== Segment start ==

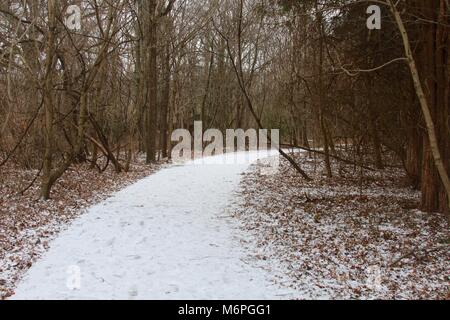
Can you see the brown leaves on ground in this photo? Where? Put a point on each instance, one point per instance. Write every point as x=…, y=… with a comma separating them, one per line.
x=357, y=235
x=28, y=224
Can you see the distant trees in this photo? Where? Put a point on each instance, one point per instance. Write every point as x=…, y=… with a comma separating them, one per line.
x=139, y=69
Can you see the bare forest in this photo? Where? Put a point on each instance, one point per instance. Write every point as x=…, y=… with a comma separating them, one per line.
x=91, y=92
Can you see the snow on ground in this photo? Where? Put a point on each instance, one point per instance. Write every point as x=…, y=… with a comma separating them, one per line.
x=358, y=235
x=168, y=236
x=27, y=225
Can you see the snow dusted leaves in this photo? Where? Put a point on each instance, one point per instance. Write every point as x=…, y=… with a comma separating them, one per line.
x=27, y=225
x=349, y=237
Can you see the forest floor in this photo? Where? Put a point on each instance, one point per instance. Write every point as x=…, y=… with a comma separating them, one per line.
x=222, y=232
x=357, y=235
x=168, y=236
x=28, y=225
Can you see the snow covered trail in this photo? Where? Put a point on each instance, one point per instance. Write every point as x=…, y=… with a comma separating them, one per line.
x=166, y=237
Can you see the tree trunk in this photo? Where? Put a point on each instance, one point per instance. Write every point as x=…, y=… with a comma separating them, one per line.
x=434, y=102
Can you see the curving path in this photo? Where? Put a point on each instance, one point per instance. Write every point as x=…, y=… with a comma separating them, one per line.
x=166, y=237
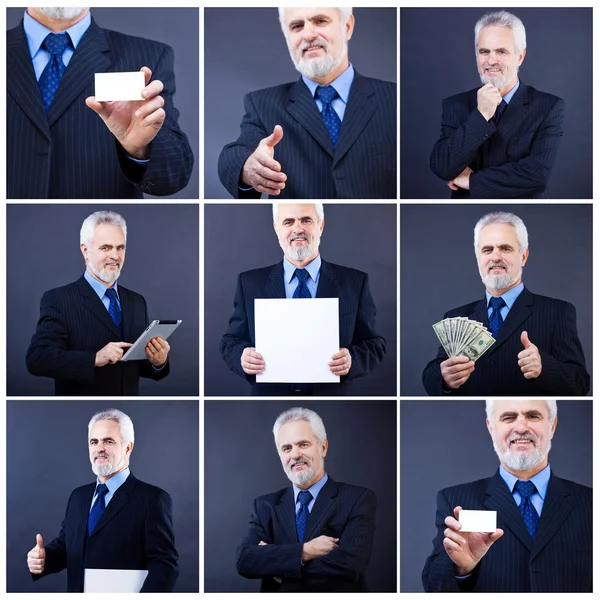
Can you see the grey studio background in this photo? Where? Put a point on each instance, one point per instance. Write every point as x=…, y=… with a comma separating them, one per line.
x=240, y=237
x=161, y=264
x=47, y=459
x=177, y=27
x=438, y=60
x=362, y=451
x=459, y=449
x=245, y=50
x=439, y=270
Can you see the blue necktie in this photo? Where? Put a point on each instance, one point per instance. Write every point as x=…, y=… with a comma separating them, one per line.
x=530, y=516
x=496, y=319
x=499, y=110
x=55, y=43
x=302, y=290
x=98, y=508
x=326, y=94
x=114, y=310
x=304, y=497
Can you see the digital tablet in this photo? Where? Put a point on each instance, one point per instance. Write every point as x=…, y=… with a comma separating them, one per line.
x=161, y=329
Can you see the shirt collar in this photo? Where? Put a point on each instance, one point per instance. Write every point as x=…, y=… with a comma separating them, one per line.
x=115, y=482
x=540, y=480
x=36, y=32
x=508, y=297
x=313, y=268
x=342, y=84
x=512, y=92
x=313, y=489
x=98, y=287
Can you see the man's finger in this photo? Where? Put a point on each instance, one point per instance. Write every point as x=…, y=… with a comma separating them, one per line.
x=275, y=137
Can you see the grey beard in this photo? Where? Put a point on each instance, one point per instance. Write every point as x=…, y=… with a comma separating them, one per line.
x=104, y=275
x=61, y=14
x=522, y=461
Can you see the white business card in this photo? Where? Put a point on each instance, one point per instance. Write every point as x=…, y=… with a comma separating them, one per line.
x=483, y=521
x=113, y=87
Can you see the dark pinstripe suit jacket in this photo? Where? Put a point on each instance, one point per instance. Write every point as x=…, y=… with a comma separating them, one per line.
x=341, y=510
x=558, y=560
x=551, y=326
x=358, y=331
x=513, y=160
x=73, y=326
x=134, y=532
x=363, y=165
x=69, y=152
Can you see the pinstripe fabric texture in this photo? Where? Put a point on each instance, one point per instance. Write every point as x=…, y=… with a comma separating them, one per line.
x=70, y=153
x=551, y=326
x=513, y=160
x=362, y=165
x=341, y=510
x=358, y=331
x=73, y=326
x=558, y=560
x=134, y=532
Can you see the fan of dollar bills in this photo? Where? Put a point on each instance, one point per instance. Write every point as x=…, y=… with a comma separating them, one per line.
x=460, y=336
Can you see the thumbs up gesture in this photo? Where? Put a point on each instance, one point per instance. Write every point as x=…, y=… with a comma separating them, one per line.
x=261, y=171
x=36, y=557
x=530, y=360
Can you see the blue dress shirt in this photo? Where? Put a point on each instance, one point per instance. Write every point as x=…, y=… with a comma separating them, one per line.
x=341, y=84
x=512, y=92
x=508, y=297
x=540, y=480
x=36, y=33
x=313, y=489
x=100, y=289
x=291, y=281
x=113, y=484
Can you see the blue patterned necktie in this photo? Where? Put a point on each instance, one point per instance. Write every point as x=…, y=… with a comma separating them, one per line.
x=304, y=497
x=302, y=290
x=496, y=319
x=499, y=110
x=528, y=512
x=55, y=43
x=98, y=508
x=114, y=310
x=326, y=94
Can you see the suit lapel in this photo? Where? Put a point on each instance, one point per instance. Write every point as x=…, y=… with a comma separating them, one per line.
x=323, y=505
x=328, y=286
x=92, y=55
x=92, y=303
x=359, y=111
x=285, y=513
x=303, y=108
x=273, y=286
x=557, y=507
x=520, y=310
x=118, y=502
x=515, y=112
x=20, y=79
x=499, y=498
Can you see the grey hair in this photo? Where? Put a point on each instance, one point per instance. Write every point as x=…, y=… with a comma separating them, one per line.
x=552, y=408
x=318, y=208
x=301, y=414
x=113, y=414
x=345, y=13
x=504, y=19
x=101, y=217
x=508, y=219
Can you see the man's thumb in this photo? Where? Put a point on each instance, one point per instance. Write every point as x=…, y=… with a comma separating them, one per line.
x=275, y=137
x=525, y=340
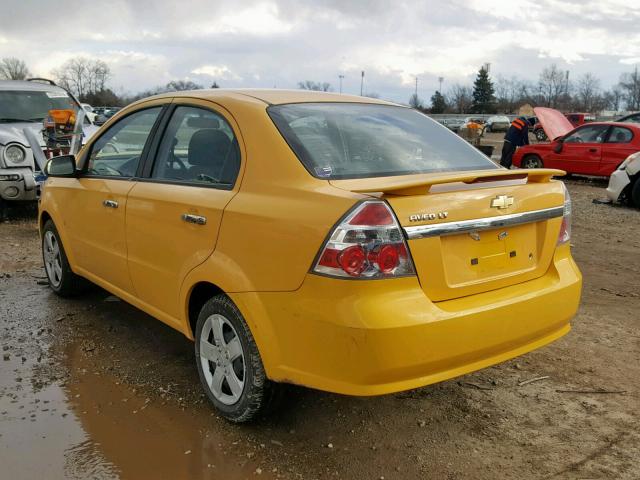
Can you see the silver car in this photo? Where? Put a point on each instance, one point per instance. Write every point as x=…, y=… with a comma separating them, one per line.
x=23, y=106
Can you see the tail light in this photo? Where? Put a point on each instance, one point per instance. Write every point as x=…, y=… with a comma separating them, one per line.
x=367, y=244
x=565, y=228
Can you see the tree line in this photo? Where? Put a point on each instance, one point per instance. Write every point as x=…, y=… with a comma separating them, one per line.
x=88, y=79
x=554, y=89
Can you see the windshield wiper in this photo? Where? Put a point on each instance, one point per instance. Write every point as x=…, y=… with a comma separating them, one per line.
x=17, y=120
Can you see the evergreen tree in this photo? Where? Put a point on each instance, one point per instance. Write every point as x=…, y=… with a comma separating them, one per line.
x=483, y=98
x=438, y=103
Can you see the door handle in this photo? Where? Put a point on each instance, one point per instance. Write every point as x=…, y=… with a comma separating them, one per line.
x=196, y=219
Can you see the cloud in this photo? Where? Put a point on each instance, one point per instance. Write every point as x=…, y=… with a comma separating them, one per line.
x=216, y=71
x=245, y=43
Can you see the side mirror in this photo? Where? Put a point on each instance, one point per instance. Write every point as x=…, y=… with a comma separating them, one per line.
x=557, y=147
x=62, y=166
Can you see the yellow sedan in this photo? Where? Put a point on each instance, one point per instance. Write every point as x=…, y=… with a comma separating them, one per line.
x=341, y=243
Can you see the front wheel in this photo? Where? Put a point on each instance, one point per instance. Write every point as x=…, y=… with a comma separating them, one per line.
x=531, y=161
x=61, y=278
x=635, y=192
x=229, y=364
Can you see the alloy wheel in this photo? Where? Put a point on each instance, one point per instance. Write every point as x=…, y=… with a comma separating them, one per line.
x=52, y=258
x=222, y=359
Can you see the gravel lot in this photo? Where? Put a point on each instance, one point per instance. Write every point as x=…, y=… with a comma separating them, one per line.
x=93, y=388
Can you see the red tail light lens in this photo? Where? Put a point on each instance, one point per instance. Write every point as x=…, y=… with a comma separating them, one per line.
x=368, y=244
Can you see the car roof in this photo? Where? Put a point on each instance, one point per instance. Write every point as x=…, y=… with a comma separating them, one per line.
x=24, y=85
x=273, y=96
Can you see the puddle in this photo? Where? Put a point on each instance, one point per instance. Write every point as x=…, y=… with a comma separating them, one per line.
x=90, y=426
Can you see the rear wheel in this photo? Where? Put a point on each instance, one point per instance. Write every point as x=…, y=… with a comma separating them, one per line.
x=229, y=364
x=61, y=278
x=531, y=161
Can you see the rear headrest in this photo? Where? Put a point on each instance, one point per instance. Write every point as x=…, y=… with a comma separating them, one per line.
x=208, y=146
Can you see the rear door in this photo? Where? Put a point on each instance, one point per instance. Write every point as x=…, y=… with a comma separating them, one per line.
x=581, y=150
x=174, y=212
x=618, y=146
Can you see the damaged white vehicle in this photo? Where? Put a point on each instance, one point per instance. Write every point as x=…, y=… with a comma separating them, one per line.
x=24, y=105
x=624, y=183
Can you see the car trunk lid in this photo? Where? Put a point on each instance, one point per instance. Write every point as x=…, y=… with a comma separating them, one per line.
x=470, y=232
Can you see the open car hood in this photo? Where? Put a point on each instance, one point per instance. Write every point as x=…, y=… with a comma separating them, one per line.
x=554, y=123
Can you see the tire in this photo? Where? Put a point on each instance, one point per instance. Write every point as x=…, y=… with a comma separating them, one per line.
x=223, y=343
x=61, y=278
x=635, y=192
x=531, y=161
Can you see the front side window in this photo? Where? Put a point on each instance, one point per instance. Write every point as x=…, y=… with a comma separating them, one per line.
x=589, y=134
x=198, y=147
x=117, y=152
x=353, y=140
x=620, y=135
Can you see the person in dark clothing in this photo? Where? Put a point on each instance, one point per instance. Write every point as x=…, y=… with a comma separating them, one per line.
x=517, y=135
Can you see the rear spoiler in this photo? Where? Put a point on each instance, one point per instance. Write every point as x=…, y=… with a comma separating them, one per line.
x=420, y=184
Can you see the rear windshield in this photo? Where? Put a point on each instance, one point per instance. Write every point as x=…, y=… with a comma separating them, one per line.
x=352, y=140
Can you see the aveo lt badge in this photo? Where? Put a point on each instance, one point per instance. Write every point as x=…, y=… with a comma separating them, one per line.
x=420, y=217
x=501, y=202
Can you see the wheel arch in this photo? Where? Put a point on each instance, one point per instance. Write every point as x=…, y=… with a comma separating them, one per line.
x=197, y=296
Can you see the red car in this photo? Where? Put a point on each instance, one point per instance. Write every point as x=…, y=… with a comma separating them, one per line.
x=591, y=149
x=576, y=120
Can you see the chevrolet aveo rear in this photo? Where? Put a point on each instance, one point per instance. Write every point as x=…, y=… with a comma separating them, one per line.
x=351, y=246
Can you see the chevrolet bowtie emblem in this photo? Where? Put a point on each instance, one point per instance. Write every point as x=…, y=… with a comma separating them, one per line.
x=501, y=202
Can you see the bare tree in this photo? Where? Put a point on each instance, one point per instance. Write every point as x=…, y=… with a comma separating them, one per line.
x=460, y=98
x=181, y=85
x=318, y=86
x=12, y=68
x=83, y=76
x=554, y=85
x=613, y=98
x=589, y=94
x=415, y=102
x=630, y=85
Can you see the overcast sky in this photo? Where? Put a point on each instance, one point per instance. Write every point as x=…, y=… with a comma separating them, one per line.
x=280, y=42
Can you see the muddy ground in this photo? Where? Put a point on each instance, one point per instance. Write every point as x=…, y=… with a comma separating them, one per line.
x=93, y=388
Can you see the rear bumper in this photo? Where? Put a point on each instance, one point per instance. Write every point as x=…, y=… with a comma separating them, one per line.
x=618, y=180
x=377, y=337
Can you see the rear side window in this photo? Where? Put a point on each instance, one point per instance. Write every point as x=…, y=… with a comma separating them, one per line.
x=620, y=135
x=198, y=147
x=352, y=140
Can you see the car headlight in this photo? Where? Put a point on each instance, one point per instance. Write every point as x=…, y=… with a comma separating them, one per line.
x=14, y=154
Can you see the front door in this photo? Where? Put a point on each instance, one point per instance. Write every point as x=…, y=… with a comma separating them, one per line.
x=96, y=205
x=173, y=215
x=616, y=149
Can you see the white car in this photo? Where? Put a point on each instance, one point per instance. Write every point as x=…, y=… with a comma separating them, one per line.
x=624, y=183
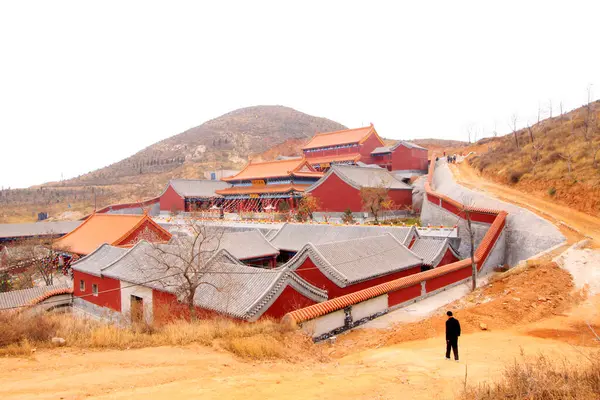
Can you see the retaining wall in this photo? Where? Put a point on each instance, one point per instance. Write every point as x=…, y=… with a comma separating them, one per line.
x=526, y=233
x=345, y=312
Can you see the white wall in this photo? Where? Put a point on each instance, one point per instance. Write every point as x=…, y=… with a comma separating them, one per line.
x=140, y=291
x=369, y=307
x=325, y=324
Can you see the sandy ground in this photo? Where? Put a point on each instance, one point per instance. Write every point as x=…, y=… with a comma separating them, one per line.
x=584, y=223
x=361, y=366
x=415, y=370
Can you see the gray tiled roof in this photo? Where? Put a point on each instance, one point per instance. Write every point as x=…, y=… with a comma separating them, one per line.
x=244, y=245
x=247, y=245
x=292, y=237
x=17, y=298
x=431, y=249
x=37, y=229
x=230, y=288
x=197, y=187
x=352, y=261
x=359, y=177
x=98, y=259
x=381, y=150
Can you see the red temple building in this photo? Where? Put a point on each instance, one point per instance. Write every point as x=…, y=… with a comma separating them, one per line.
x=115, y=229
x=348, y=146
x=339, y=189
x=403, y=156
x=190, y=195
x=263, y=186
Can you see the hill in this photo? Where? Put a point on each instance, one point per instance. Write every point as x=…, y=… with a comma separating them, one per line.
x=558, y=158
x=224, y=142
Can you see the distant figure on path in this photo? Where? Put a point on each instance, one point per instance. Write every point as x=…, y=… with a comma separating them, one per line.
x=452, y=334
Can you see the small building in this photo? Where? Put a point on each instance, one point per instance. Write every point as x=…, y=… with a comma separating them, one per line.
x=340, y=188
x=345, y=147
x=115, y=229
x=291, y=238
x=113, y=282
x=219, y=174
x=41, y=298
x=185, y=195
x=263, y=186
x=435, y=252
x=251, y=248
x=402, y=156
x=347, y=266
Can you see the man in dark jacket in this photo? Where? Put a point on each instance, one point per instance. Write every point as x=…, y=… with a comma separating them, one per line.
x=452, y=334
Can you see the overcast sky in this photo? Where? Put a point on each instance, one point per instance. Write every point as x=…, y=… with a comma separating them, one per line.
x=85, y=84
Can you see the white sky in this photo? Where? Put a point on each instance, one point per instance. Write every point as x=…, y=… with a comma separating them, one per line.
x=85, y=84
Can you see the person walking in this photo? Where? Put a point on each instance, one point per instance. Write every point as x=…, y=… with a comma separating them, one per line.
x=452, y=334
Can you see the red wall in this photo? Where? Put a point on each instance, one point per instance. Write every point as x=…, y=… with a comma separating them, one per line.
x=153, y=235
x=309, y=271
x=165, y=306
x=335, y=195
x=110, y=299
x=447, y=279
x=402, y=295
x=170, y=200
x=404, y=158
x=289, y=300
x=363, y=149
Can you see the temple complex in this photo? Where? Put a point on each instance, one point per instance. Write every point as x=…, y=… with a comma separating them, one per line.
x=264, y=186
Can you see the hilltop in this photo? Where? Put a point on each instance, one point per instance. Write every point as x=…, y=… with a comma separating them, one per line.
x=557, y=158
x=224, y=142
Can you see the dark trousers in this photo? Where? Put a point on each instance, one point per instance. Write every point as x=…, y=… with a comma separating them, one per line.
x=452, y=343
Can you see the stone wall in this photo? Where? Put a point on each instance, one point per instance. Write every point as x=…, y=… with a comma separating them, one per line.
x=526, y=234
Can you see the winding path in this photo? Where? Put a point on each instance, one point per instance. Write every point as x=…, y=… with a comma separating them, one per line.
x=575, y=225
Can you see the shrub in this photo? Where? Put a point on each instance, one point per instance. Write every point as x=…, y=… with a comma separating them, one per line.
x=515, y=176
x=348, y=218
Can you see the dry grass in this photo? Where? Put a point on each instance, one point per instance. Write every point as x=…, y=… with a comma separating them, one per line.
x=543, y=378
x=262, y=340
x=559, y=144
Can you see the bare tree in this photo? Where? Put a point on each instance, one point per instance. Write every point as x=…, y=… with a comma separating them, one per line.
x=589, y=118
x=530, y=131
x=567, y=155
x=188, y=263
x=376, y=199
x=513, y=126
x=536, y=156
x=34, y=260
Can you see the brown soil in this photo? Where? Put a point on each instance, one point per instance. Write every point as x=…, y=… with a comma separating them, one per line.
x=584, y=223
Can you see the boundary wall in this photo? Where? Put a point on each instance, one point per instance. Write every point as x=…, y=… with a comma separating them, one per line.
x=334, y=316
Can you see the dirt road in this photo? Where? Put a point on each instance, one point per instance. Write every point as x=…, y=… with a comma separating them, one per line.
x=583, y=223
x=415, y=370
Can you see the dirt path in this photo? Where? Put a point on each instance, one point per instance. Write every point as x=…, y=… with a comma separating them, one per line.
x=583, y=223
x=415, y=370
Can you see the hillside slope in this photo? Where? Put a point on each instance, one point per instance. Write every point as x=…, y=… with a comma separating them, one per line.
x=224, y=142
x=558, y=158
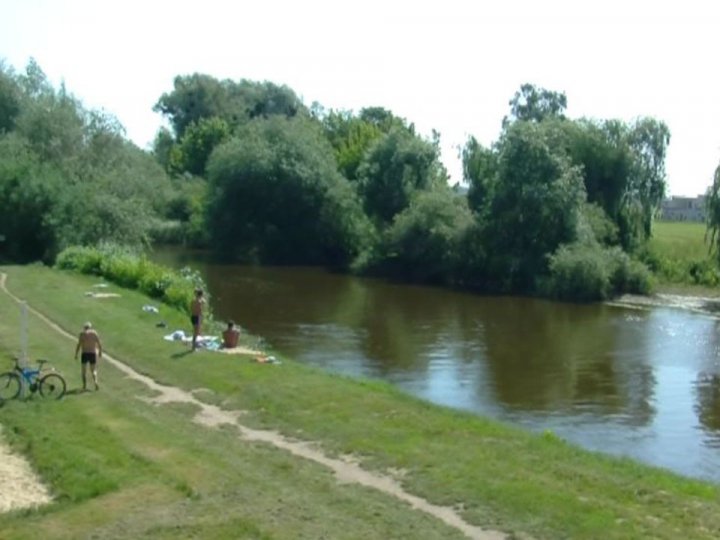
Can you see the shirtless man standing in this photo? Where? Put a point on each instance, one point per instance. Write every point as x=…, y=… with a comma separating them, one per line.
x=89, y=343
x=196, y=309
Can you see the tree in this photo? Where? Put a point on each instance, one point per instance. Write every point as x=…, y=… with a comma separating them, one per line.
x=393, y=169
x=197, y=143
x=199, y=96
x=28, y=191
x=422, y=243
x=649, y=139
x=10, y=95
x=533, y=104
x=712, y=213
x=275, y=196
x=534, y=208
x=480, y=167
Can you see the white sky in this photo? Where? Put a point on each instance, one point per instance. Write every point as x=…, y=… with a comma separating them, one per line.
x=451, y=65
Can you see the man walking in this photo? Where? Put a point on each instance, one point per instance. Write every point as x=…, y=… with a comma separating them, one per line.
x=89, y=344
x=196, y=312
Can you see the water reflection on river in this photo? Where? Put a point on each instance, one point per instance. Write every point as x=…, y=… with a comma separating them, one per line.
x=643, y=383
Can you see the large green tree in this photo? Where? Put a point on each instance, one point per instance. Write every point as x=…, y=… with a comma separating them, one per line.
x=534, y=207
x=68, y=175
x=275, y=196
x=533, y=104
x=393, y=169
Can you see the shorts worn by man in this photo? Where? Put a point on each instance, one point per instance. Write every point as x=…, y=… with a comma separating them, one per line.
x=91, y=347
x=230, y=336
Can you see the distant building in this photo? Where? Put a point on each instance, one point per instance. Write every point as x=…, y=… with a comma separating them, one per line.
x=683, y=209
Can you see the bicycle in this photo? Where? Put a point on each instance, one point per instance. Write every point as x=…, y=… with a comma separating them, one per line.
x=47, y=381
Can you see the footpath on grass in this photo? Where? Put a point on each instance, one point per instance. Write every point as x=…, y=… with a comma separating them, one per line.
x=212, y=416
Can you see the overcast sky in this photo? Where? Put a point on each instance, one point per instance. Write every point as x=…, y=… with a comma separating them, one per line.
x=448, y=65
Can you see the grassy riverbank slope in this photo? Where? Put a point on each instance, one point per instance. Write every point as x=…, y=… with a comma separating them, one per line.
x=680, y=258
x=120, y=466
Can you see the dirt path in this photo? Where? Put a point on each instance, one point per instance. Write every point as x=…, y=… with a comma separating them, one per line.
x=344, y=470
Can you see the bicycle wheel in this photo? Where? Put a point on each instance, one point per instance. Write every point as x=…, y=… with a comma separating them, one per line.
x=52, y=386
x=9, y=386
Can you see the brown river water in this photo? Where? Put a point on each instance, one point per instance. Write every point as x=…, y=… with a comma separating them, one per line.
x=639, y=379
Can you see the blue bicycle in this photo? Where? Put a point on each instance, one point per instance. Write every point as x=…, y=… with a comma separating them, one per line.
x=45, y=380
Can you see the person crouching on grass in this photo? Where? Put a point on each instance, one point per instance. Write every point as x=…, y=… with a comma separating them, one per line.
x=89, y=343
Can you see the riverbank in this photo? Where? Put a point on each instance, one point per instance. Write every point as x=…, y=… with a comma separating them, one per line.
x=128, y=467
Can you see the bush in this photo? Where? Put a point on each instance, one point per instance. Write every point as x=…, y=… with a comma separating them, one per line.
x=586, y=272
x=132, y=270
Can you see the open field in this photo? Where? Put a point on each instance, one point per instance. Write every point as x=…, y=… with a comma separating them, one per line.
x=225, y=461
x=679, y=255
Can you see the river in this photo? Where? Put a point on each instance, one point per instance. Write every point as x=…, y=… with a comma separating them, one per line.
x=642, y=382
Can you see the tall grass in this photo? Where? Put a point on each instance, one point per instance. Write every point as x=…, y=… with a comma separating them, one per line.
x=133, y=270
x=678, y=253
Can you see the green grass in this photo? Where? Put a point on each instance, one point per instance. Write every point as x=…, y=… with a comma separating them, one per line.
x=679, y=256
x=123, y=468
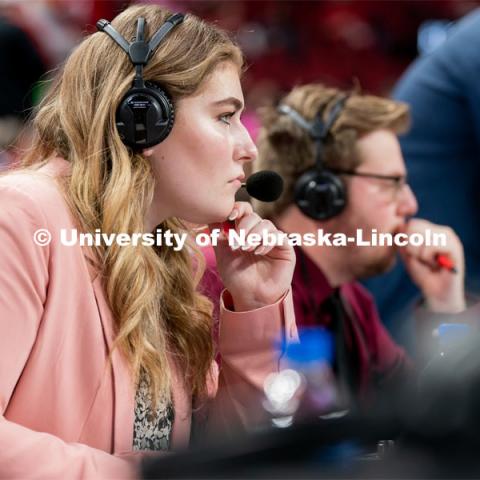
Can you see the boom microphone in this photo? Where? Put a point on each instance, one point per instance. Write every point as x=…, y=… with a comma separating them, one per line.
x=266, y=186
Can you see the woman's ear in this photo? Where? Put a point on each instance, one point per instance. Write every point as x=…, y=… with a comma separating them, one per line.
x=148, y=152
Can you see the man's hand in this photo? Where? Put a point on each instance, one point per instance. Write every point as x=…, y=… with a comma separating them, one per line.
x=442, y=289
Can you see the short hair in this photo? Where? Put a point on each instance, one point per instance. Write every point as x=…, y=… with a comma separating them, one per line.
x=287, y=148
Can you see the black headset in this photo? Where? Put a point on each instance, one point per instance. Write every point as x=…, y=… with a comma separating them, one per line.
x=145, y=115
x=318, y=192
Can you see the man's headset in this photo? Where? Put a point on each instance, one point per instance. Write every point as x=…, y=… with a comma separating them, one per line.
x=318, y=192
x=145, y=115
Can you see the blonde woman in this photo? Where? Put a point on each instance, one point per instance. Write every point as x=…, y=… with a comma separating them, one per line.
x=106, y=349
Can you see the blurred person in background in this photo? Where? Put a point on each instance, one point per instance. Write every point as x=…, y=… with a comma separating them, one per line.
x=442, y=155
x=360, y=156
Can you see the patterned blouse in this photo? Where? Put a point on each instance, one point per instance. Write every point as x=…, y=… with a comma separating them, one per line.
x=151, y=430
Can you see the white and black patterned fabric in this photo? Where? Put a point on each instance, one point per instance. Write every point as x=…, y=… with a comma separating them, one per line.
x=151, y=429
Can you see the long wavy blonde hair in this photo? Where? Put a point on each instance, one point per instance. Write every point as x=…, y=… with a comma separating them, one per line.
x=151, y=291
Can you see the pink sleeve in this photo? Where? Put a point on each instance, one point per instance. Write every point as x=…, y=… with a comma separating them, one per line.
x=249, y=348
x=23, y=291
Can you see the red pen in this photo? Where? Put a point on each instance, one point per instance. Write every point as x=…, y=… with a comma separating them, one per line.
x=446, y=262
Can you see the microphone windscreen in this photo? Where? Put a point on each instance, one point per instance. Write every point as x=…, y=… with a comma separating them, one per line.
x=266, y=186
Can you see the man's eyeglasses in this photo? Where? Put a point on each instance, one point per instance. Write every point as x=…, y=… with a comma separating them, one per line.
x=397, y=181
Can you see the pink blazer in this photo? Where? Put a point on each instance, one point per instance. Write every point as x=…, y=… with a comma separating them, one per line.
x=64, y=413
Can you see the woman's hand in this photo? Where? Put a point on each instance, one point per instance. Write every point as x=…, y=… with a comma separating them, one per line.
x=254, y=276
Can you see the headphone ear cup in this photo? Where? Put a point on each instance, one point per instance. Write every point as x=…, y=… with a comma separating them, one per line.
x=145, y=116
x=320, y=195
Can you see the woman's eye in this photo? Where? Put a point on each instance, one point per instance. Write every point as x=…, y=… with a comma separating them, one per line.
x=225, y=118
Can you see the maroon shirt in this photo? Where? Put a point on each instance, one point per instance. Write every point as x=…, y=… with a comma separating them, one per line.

== Segment end ==

Return exactly the lines from the one containing "Can you see the man's eyeglasses" through the last line of the records above, both included, and nothing else.

Can you see the man's eyeglasses in this photo? Where? Put a point on each instance, one point per instance. Write every point as x=…, y=… with a comma separating them, one per line.
x=397, y=181
Can you see the pink blazer in this photo? Where? Put a point on each instance, one point per instance. Write every point as x=…, y=… with a comma separating them, one per line.
x=64, y=413
Can you see the woman's hand in this photo? Where? Put a point on each instance, one point per instance. Write every point as x=…, y=… with a comma separating them, one per line.
x=254, y=276
Can you see the headphone ear cup in this photo? Where? Put a point on each instance, one point per instance. Write every point as x=…, y=… with a comma separating them, one per line.
x=145, y=116
x=320, y=195
Can you see the woman's eye in this photo? Where? Put a point on each instance, one point per instance. Write every point as x=…, y=… with a comma separating them, one per line.
x=225, y=118
Can you see the maroon shirt in this photo? Where? Put a point on each instance, one point per instance. Write every point as x=…, y=… with a comma separating them, one per line.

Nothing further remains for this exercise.